--- Start of Extract provided ---

Congress adopted the Children’s Internet Protection Act of 2000 to require schools and libraries receiving certain federal funding to block children’s access to obscene material, child pornography, and material deemed harmful to minors.

 

Act required schools and libraries receiving funding to block children’s access to inapropriate content

 

The legislation impacted institutions that received funding under the government’s “E-rate” program which was designed to expand technological access.

 

One provision of the law required that these institutions provide access to such materials for adults who needed it for bona fide research purposes.

 

Court upholds library, school restrictions on Internet access

 

Whereas the Supreme Court’s decisions in Reno v. American Civil Liberties Union (1997) and Ashcroft v. American Civil Liberties Union (2004) had struck down the Communications Decency Act of 1996 and the Child Online Protection Act of 1998 as overly broad, it upheld the Children’s Internet Protection Act by a 6-3 vote in United States v. American Library Association (2003).

--- End of Extract provided ---
--- Start of Data listing ---

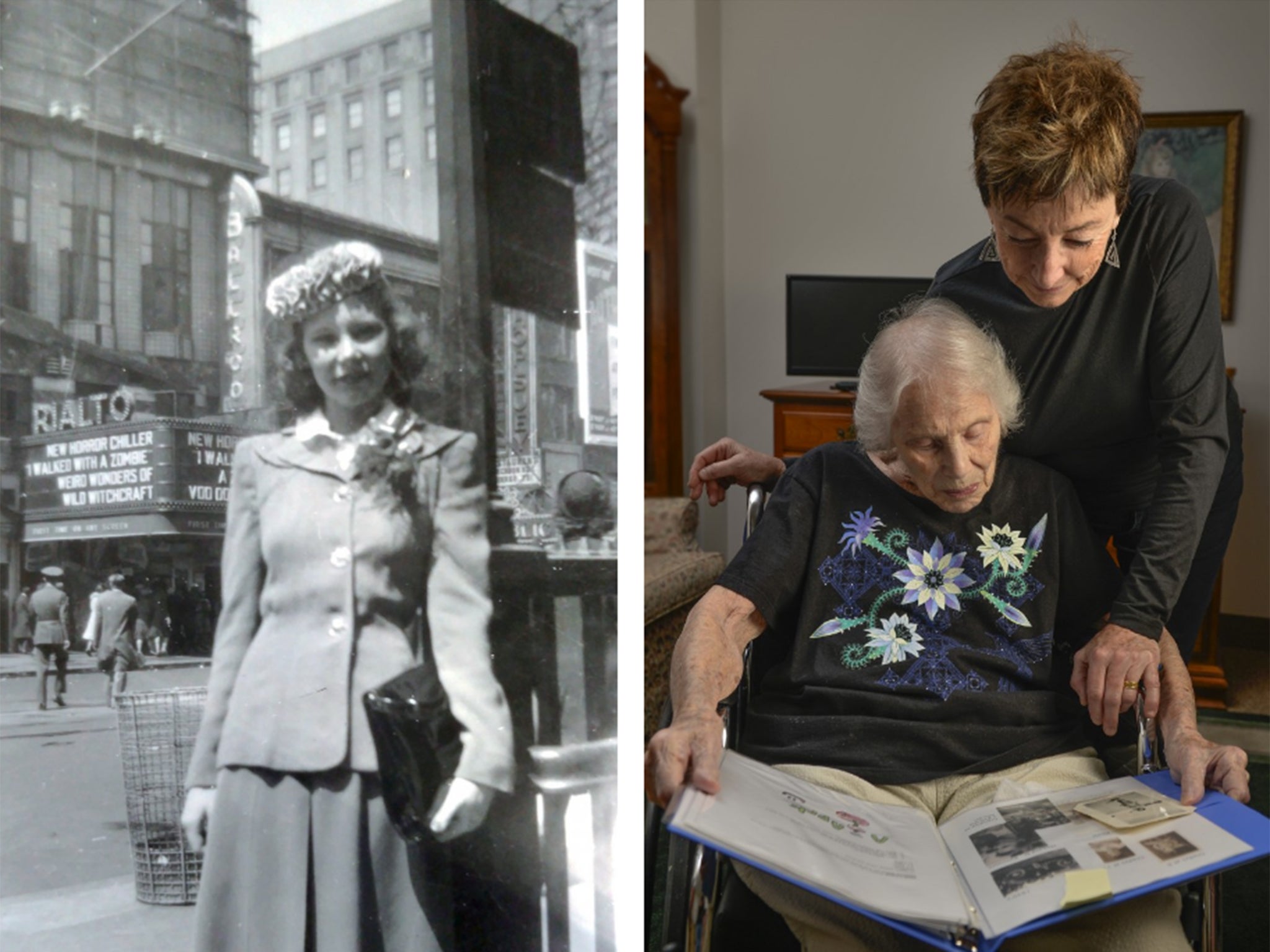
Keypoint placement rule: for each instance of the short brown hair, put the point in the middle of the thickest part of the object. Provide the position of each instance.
(1065, 118)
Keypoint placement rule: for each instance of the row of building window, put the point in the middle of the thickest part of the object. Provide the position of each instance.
(353, 115)
(390, 56)
(87, 243)
(394, 161)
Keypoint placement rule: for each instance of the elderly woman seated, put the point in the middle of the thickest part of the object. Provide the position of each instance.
(931, 599)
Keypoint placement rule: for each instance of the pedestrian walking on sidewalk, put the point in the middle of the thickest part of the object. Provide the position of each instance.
(91, 628)
(23, 621)
(113, 632)
(51, 609)
(342, 534)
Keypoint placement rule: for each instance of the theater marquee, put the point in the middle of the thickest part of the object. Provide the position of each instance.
(112, 480)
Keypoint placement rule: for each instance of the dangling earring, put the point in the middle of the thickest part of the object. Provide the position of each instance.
(1113, 254)
(990, 252)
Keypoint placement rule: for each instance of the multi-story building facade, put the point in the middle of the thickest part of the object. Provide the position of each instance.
(346, 118)
(121, 126)
(347, 122)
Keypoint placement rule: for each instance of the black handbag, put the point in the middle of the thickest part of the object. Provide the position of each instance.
(418, 744)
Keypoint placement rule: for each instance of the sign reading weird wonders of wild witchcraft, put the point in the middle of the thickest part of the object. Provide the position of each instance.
(133, 466)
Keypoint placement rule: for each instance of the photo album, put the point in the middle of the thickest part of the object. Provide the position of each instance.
(990, 873)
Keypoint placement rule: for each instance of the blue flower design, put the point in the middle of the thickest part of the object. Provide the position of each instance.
(859, 527)
(897, 638)
(934, 579)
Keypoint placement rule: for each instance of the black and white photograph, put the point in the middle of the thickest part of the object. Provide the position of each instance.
(1169, 845)
(1112, 851)
(1033, 815)
(1011, 879)
(309, 472)
(1002, 843)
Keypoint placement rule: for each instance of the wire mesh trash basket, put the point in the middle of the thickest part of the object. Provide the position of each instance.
(156, 736)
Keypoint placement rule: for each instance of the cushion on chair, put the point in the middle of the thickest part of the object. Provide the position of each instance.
(670, 526)
(676, 579)
(676, 574)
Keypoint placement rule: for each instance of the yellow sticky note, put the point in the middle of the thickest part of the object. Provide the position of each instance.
(1086, 886)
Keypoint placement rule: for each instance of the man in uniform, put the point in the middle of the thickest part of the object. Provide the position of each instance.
(51, 609)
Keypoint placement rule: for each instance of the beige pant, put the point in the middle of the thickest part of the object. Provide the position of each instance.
(1145, 923)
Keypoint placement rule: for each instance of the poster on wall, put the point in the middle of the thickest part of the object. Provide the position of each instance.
(597, 342)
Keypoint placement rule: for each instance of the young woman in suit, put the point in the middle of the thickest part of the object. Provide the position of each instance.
(355, 550)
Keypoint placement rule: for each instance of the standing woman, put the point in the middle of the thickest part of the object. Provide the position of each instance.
(355, 550)
(1103, 288)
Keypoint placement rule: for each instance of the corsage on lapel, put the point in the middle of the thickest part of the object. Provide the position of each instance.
(389, 452)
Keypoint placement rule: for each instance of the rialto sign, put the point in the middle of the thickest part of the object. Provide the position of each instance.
(141, 466)
(82, 412)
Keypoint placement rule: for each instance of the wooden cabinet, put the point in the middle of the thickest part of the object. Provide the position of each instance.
(664, 414)
(806, 416)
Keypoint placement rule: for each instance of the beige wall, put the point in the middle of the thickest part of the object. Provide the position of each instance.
(843, 148)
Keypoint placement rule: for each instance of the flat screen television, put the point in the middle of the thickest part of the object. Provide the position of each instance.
(830, 322)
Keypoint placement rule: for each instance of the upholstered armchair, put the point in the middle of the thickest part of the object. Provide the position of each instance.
(676, 574)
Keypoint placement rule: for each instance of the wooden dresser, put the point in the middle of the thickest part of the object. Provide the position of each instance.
(808, 415)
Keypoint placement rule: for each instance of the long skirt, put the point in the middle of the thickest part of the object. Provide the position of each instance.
(310, 863)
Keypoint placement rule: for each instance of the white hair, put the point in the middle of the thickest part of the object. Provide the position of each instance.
(928, 340)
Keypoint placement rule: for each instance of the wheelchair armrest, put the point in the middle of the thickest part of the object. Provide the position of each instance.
(1150, 759)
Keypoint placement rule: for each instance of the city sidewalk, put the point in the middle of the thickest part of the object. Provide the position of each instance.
(17, 666)
(102, 915)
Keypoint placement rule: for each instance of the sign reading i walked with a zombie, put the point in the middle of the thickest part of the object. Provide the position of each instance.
(154, 465)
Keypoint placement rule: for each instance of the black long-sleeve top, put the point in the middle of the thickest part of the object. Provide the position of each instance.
(1124, 386)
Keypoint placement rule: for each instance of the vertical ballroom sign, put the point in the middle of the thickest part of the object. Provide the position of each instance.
(597, 342)
(243, 366)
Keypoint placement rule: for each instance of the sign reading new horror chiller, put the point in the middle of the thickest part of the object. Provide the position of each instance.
(128, 467)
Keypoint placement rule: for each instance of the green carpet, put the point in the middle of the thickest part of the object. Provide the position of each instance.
(1246, 891)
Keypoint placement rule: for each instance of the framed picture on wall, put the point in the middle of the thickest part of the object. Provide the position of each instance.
(1202, 151)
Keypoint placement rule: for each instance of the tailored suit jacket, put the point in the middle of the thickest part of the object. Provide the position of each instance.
(326, 580)
(116, 621)
(51, 609)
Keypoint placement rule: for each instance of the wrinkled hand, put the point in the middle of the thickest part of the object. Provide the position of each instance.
(1198, 764)
(728, 462)
(1101, 668)
(196, 815)
(459, 808)
(689, 751)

--- End of Data listing ---

Exercise requirements:
• a. Reproduce the passage on the Children's Internet Protection Act word for word, from "Congress adopted the" to "fide research purposes.".
• b. Extend the passage on the Children's Internet Protection Act, starting after its final sentence.

Responses to the tasks:
• a.
Congress adopted the Children’s Internet Protection Act of 2000 to require schools and libraries receiving certain federal funding to block children’s access to obscene material, child pornography, and material deemed harmful to minors.

 

Act required schools and libraries receiving funding to block children’s access to inapropriate content

 

The legislation impacted institutions that received funding under the government’s “E-rate” program which was designed to expand technological access.

 

One provision of the law required that these institutions provide access to such materials for adults who needed it for bona fide research purposes.

• b.
 

Led by Chief Justice William H. Rehnquist, four justices argued that Congress was free to add such conditions to its appropriations.

 

Justices Anthony M. Kennedy and Stephen G. Breyer joined this plurality by focusing chiefly on the fact that the law provided adults access to materials prohibited to children.

 

John Vile is professor of political science and dean of the Honors College at Middle Tennessee State University. He is co-editor of the Encyclopedia of the First Amendment. This article was originally published in 2009.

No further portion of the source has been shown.